Exercício escrito: Transcreva todas as linhas a seguir sem qualquer alteração, omitindo as imagens na resposta.

Dados registrados:

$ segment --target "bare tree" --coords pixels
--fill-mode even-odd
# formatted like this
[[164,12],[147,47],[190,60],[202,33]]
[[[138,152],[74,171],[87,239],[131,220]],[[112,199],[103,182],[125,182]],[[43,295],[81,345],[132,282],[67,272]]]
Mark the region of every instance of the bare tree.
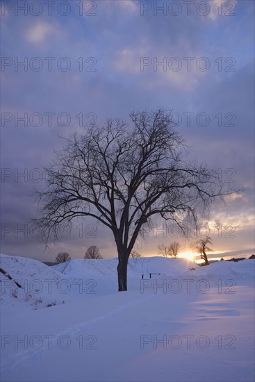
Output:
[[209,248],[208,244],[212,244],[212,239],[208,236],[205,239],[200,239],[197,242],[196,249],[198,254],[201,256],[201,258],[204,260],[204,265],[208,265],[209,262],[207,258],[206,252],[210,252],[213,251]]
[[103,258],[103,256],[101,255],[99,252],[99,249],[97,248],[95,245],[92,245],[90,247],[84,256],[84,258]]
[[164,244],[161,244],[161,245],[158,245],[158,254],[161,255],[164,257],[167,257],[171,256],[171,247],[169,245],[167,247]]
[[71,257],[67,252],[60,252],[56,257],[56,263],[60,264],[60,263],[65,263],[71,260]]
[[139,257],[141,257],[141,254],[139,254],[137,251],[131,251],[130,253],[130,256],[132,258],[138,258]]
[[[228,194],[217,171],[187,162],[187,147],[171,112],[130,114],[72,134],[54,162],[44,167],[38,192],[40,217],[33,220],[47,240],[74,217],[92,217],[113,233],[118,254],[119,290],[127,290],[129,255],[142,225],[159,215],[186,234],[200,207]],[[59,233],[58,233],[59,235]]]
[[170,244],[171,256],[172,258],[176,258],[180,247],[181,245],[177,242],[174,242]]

Resolução do problema:
$ segment --target "bare tree" --coords pixels
--fill-mode even-odd
# formatted like this
[[164,12],[147,47],[190,60],[202,33]]
[[[138,152],[74,171],[87,239],[131,220]],[[112,199],[103,182],[125,182]],[[43,295],[81,345],[132,282],[67,272]]]
Mark the region of every instance of the bare tree.
Output:
[[209,248],[208,244],[212,244],[212,239],[208,236],[205,239],[200,239],[197,242],[196,249],[198,254],[201,256],[201,258],[204,260],[204,265],[208,265],[209,262],[207,258],[206,252],[210,252],[213,251]]
[[103,258],[103,256],[101,255],[99,252],[99,249],[97,248],[95,245],[92,245],[90,247],[84,256],[84,258]]
[[164,244],[161,244],[161,245],[158,245],[158,254],[161,255],[164,257],[167,257],[171,256],[171,247],[169,245],[167,247]]
[[71,257],[67,252],[60,252],[56,257],[56,263],[60,264],[60,263],[65,263],[71,260]]
[[139,257],[141,257],[141,254],[139,254],[137,251],[131,251],[130,253],[130,256],[132,258],[138,258]]
[[[228,194],[217,171],[187,162],[187,147],[171,112],[130,114],[72,134],[54,162],[44,167],[38,192],[40,217],[33,220],[47,240],[74,217],[92,217],[113,233],[118,254],[119,290],[127,290],[129,255],[142,225],[159,215],[186,234],[200,207]],[[59,233],[58,233],[59,235]]]
[[170,244],[171,256],[172,258],[176,258],[180,247],[181,245],[177,242],[174,242]]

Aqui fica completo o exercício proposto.